Could you reproduce only the lines of the entries below from the one that has "If you could tag the door in" through the last line of the entries, both included, with the requests left as they are? Scale every coordinate in the answers by 2.3 and round each to a whole number, with halves going up.

Provided data
++++
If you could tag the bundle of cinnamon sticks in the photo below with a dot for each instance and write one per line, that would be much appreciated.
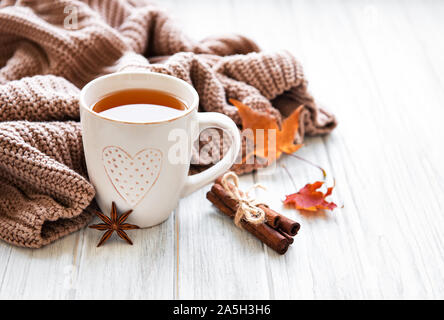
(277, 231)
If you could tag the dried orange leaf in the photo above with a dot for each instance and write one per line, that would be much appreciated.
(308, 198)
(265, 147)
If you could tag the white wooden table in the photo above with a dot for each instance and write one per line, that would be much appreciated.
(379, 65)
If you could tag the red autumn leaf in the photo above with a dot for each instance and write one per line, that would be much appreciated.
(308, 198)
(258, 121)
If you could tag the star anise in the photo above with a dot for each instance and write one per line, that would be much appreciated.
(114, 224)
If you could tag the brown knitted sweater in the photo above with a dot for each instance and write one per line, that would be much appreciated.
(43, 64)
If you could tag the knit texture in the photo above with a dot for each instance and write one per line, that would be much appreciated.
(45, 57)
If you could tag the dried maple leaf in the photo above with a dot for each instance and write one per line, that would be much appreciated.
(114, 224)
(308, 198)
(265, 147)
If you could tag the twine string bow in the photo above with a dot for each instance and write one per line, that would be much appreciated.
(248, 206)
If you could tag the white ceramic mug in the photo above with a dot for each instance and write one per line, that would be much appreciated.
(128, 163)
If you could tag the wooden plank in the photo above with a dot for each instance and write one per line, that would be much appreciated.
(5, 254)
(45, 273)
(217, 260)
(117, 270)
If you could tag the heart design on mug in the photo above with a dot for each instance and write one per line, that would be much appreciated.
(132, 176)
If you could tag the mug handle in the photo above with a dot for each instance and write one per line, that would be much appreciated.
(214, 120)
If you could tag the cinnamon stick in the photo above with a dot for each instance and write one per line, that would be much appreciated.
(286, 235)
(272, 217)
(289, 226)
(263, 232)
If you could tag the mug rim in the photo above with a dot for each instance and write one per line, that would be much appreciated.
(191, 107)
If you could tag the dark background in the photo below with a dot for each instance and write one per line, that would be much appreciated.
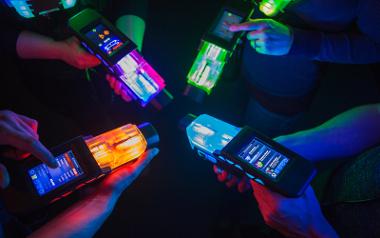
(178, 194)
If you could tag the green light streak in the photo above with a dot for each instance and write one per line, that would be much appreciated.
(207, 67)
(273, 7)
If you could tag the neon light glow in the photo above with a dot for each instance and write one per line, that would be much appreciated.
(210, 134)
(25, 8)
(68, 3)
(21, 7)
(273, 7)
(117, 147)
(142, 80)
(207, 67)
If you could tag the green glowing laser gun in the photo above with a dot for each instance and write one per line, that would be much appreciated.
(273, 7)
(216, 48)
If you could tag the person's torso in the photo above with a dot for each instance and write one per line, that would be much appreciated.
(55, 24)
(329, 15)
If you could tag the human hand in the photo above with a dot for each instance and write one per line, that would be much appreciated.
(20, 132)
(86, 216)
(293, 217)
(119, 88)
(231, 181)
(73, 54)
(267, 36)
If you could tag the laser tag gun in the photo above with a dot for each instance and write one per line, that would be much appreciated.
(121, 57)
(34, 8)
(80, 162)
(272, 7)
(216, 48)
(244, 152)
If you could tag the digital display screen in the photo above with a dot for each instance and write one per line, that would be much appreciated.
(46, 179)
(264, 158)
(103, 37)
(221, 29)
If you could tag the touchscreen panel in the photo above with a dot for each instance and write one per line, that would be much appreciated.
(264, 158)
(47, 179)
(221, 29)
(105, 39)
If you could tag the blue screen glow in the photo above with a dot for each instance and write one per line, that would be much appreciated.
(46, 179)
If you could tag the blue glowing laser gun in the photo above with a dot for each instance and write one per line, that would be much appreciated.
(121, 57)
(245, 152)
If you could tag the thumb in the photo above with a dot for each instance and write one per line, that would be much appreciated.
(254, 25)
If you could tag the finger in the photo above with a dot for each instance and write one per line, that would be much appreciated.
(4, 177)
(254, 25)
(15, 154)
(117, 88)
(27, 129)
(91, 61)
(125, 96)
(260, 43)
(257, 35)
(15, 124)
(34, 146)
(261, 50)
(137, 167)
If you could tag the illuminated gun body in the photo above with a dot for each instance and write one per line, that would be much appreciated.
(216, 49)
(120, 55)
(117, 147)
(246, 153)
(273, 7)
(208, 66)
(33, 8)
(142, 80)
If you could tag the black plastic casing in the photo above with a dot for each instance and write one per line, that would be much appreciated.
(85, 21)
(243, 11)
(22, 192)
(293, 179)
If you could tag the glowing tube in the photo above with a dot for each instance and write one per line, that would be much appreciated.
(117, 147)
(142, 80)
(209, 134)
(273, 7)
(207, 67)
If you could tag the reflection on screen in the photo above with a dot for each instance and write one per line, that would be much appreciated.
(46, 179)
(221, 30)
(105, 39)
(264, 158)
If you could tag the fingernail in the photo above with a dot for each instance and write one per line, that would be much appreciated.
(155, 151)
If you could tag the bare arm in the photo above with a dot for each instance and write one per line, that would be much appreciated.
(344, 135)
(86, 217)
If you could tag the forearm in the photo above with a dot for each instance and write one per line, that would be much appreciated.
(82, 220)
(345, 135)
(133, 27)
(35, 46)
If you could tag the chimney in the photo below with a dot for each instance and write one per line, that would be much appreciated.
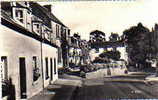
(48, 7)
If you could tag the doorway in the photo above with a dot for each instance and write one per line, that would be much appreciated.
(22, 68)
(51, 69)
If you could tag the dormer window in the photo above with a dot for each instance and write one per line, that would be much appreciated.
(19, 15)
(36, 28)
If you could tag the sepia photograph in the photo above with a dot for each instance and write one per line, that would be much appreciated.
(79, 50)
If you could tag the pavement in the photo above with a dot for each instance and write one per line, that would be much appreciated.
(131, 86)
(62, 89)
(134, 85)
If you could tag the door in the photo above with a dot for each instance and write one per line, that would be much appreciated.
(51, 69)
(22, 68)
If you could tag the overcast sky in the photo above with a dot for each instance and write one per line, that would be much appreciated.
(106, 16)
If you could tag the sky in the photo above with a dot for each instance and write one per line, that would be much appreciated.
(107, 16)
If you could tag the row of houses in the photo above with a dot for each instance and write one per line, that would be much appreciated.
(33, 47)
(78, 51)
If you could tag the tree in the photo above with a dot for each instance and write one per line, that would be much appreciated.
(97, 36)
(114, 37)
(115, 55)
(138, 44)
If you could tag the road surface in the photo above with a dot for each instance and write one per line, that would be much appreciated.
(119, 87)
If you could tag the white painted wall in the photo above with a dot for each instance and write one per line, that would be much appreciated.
++++
Right answer
If you could tag the door in the photo above with a dot for each instance and write one per line, that would be much appreciated.
(117, 159)
(51, 156)
If you could tag the overcast sky in the photo above with a dot for each instance and write one per line, that would be much appreciated.
(244, 37)
If you could tag the sky in the photo above with a dot for each instance and write one per line, that would be much appreciated.
(246, 37)
If you could tag the row of houses in the photo above with a dot for each instance and write one per line, that would be much appreciated.
(76, 108)
(179, 117)
If you could tag the tree in the photo above with a dot for each instance and write one per line, that would be much appreciated.
(223, 83)
(262, 85)
(265, 127)
(317, 101)
If you could tag the road surface in the photo above with a dot for each instance and write one per line, that would be much appreciated.
(274, 200)
If you could tag the white painted wall in the photo above with a dot for each instance and write one per line, that would be much appreciated.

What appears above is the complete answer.